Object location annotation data
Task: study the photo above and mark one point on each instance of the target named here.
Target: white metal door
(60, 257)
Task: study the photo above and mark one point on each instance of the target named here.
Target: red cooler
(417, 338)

Stated problem: Convert all of the records above into a two-column CSV with the header row request,answer. Each record becomes one row, with its text and its answer each in a single quoted field and any line breaks replaced by spaces.

Full output:
request,answer
"Task: study the photo above and mark one point on each instance of the target named here. Target: white metal door","(60, 257)"
"Task: study the photo above and mark one point on each instance of the target named here. Target: red cooler","(417, 338)"